Task brief> Reproduce the data in its entirety, exactly as supplied.

Bounding box annotation entries:
- - -

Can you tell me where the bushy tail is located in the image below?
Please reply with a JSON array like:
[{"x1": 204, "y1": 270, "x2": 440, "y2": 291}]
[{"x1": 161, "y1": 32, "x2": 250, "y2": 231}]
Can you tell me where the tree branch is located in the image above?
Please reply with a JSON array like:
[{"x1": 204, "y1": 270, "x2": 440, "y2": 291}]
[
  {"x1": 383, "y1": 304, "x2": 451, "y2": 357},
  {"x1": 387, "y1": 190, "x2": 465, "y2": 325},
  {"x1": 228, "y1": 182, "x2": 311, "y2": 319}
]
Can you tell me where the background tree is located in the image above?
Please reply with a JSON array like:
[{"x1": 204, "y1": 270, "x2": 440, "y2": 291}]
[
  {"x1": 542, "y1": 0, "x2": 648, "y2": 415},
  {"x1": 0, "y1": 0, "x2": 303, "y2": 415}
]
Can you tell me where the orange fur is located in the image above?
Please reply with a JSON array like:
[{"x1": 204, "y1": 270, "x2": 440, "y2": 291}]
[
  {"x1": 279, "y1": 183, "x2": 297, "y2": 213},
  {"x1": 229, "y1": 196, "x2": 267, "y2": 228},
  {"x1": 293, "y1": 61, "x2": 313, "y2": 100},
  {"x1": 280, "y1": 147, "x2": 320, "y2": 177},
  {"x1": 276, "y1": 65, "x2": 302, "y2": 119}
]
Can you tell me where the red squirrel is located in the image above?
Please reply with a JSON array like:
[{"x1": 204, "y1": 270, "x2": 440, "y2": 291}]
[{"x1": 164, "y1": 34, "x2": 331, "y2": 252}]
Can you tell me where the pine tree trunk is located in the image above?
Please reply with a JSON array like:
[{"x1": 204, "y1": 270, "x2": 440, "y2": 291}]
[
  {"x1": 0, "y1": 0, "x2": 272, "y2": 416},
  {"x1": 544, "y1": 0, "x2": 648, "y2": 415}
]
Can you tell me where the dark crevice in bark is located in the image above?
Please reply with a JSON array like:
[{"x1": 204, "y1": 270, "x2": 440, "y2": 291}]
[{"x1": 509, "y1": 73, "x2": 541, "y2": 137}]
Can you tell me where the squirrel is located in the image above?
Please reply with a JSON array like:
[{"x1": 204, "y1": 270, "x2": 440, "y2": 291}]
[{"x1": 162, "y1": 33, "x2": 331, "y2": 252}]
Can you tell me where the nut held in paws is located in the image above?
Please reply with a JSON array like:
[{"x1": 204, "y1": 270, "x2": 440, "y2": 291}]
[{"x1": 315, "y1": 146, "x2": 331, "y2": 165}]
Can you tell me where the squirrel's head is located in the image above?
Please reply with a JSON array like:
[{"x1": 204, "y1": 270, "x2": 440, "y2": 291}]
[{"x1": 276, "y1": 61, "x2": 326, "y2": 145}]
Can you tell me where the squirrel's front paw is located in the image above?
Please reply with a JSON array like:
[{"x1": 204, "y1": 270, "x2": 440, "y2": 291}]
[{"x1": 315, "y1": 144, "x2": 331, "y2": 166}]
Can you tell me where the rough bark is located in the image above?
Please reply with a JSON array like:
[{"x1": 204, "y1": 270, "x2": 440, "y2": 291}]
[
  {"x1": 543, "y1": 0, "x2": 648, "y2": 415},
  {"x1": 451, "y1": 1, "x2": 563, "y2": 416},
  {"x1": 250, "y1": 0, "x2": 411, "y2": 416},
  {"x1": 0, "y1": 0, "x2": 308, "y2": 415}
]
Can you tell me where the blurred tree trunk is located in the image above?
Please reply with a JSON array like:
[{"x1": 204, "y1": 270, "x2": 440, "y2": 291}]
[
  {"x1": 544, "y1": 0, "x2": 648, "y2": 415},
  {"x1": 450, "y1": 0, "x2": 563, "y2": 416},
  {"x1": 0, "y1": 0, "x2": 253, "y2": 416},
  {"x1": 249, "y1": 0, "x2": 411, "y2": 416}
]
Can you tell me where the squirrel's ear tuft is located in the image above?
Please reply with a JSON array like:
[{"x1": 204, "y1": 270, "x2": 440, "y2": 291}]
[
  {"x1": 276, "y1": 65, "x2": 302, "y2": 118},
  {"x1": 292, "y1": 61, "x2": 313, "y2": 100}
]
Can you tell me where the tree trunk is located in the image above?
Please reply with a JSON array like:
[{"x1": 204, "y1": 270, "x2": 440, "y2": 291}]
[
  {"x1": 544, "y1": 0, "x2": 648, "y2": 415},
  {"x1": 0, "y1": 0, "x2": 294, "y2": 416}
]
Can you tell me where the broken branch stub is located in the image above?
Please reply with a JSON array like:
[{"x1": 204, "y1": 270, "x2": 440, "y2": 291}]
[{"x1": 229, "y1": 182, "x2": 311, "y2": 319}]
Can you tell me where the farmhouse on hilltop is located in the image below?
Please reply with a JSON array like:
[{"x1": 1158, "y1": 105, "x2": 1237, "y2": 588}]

- - -

Final answer>
Can you tell me where the bushy tail is located in the image below?
Please reply with a JSON array like:
[{"x1": 204, "y1": 270, "x2": 440, "y2": 291}]
[{"x1": 161, "y1": 32, "x2": 250, "y2": 231}]
Can you tell me where the tree branch is located in the image above?
Please reply with a JSON array like:
[{"x1": 204, "y1": 270, "x2": 440, "y2": 291}]
[
  {"x1": 383, "y1": 304, "x2": 451, "y2": 357},
  {"x1": 387, "y1": 190, "x2": 465, "y2": 325},
  {"x1": 228, "y1": 182, "x2": 311, "y2": 319}
]
Can you tell me where the background tree is located in the image above?
Please reply with a JSON array like:
[{"x1": 204, "y1": 270, "x2": 440, "y2": 291}]
[
  {"x1": 542, "y1": 0, "x2": 648, "y2": 415},
  {"x1": 0, "y1": 0, "x2": 303, "y2": 415}
]
Can you tell me where the orange fur is located in the image above?
Please reply with a JSON array like:
[{"x1": 204, "y1": 270, "x2": 440, "y2": 291}]
[
  {"x1": 279, "y1": 183, "x2": 297, "y2": 213},
  {"x1": 229, "y1": 196, "x2": 267, "y2": 228},
  {"x1": 293, "y1": 61, "x2": 313, "y2": 100},
  {"x1": 280, "y1": 147, "x2": 320, "y2": 177},
  {"x1": 276, "y1": 65, "x2": 302, "y2": 119}
]
Can you tell me where the red squirrel is located in the image above?
Please reply with a JSON array like:
[{"x1": 204, "y1": 270, "x2": 440, "y2": 291}]
[{"x1": 164, "y1": 34, "x2": 331, "y2": 252}]
Can you tell me where the pine tree trunk is located in the image above?
Please reply with a JSON array like:
[{"x1": 204, "y1": 270, "x2": 440, "y2": 291}]
[
  {"x1": 0, "y1": 0, "x2": 272, "y2": 416},
  {"x1": 544, "y1": 0, "x2": 648, "y2": 415}
]
Can you tell me where the dark crevice in bark is located in the image above?
Please reply with a JSON array like:
[{"x1": 204, "y1": 270, "x2": 440, "y2": 291}]
[{"x1": 509, "y1": 73, "x2": 541, "y2": 137}]
Can you tell me where the squirrel is located in the image above?
Please reply with a JSON array like:
[{"x1": 204, "y1": 270, "x2": 440, "y2": 291}]
[{"x1": 162, "y1": 33, "x2": 331, "y2": 252}]
Can you tell me where the nut held in paws is located in the image above?
Please reply with a JSON array like:
[{"x1": 204, "y1": 270, "x2": 440, "y2": 291}]
[{"x1": 315, "y1": 146, "x2": 331, "y2": 165}]
Can you tell me where the squirrel's head is located in the image above?
Please reply with a JSON array like:
[{"x1": 204, "y1": 270, "x2": 440, "y2": 291}]
[{"x1": 276, "y1": 61, "x2": 326, "y2": 145}]
Can you tell me where the squirrel's front paw is located in the image above?
Please reply with a JSON array like:
[{"x1": 204, "y1": 270, "x2": 440, "y2": 291}]
[{"x1": 315, "y1": 144, "x2": 331, "y2": 166}]
Can you tell me where the rough bark is located in the image above?
Please reply with a JSON array like:
[{"x1": 204, "y1": 270, "x2": 440, "y2": 291}]
[
  {"x1": 543, "y1": 0, "x2": 648, "y2": 415},
  {"x1": 451, "y1": 1, "x2": 563, "y2": 416},
  {"x1": 250, "y1": 0, "x2": 411, "y2": 416},
  {"x1": 0, "y1": 0, "x2": 308, "y2": 415}
]
Can you tell me where the blurred tree trunk is located in the image above?
Please reply with a JSON array like:
[{"x1": 204, "y1": 270, "x2": 440, "y2": 291}]
[
  {"x1": 544, "y1": 0, "x2": 648, "y2": 415},
  {"x1": 450, "y1": 0, "x2": 563, "y2": 416},
  {"x1": 0, "y1": 0, "x2": 253, "y2": 416},
  {"x1": 249, "y1": 0, "x2": 411, "y2": 416}
]
Can you tell me where the squirrel's ear tuft is located in the image above?
Please reply with a JSON array like:
[{"x1": 204, "y1": 270, "x2": 440, "y2": 291}]
[
  {"x1": 276, "y1": 65, "x2": 302, "y2": 118},
  {"x1": 292, "y1": 61, "x2": 313, "y2": 100}
]
Can you tell me where the tree trunk is located in the image above?
Please reply with a JSON array like:
[{"x1": 204, "y1": 270, "x2": 440, "y2": 291}]
[
  {"x1": 544, "y1": 0, "x2": 648, "y2": 415},
  {"x1": 0, "y1": 0, "x2": 294, "y2": 416}
]
Can you tell me where the broken branch stub is located in the image above?
Please reply with a JSON array like:
[{"x1": 204, "y1": 270, "x2": 440, "y2": 291}]
[{"x1": 229, "y1": 182, "x2": 311, "y2": 319}]
Can you tell me where the farmhouse on hilltop is located in the image below?
Please reply with a JSON array like:
[{"x1": 1158, "y1": 105, "x2": 1237, "y2": 588}]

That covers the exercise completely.